What you should do »
Copy out all of the data below, replacing each "side mirror" with "wing mirror" and leaving everything else unchanged.

Available data »
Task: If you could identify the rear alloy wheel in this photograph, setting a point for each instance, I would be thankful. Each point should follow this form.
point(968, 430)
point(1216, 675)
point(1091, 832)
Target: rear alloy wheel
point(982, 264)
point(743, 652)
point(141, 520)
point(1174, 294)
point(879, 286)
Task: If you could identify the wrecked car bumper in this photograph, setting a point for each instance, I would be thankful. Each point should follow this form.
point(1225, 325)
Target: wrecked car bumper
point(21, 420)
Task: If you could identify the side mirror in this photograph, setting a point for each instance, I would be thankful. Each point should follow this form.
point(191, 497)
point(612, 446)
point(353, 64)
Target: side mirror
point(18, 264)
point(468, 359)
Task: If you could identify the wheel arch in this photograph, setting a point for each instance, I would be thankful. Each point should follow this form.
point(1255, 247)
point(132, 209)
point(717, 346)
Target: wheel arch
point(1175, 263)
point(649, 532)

Exercise answer »
Task: If you could identify the rear alloy wheel in this photograph, setting a point for each instance, I would be thankful. Each point should follow this form.
point(968, 430)
point(1216, 675)
point(1091, 832)
Target: rear alloy wheel
point(982, 264)
point(743, 652)
point(141, 520)
point(1174, 294)
point(879, 286)
Task: If you could identify the wrecked car bumper in this photograph, setting a point for each instance, I would be thankful. Each point should follow this form.
point(1225, 325)
Target: wrecked car bumper
point(21, 420)
Task: If you could identify the wing mirror in this photograph, setting a point for each instance, I would be thankful. Each point should follow this form.
point(191, 497)
point(612, 446)
point(353, 64)
Target: wing mirror
point(18, 264)
point(468, 359)
Task: If you could identify the wheel arch in this photograph, setting a point for each instance, I would be thankful. Each point should follow this form.
point(1255, 247)
point(132, 209)
point(717, 346)
Target: wheel arch
point(1175, 263)
point(649, 532)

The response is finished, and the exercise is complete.